→ Page extract
· · ·

% Generated by roxygen2: do not edit by hand
% Please edit documentation in R/fitsmm.R
\name{fitsmm}
\alias{fitsmm}
\title{Maximum Likelihood Estimation (MLE) of a semi-Markov chain}
\usage{
fitsmm(
  sequences,
  states,
  type.sojourn = c("fij", "fi", "fj", "f"),
  distr = "nonparametric",
  init.estim = "mle",
  cens.beg = FALSE,
  cens.end = FALSE
)
}
\arguments{
\item{sequences}{A list of vectors representing the sequences.}

\item{states}{Vector of state space (of length s).}

\item{type.sojourn}{Type of sojourn time (for more explanations, see Details).}

\item{distr}{By default \code{"nonparametric"} for the non-parametric estimation
case.

· · ·

→ Problem set
1. Summarize the fitsmm documentation in two sentences.
2. In the fitsmm documentation, which file should be edited to change the documentation?

→ Raw data
· · ·

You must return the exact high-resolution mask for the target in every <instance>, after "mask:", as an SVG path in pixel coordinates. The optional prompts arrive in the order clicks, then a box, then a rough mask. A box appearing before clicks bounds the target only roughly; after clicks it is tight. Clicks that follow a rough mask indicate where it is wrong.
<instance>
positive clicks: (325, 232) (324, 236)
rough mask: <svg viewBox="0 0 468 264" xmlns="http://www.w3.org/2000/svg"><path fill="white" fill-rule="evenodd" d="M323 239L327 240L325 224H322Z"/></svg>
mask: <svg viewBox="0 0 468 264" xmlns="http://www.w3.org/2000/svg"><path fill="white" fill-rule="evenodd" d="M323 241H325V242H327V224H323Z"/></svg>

· · ·

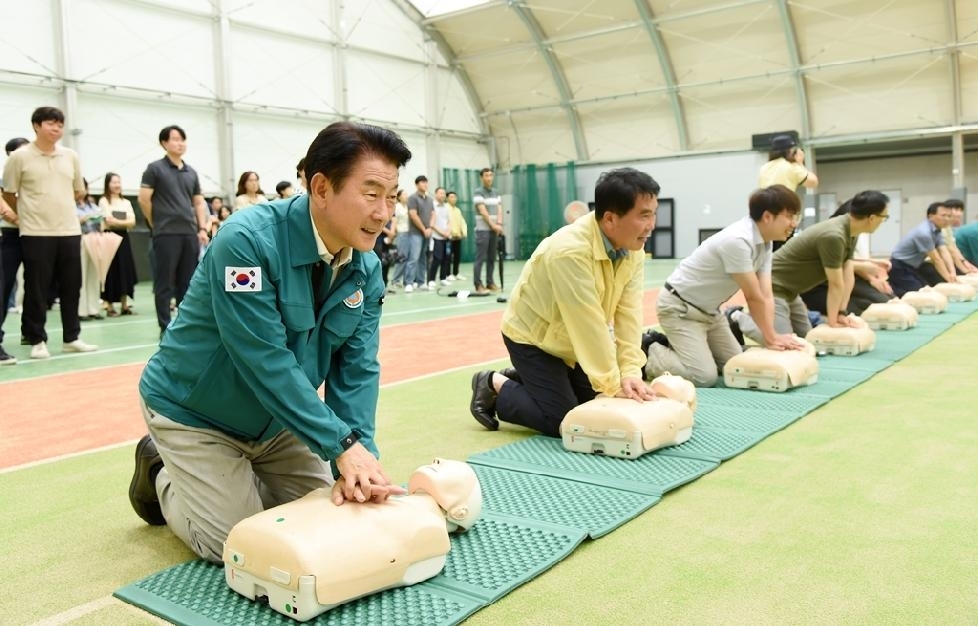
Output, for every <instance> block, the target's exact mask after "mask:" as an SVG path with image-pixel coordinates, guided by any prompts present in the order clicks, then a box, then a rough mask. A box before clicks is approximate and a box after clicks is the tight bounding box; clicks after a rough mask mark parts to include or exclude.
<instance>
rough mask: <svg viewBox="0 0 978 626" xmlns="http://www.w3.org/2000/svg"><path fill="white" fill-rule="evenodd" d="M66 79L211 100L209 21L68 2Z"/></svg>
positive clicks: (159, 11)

· · ·

→ Results of the exercise
1. The fitsmm function performs maximum likelihood estimation of a semi-Markov chain, using the arguments sequences, states, type.sojourn, distr, init.estim, cens.beg and cens.end. The sequences are supplied as a list of vectors and states as a vector of the state space of length s, while distr defaults to "nonparametric" for the non-parametric estimation case.

2. R/fitsmm.R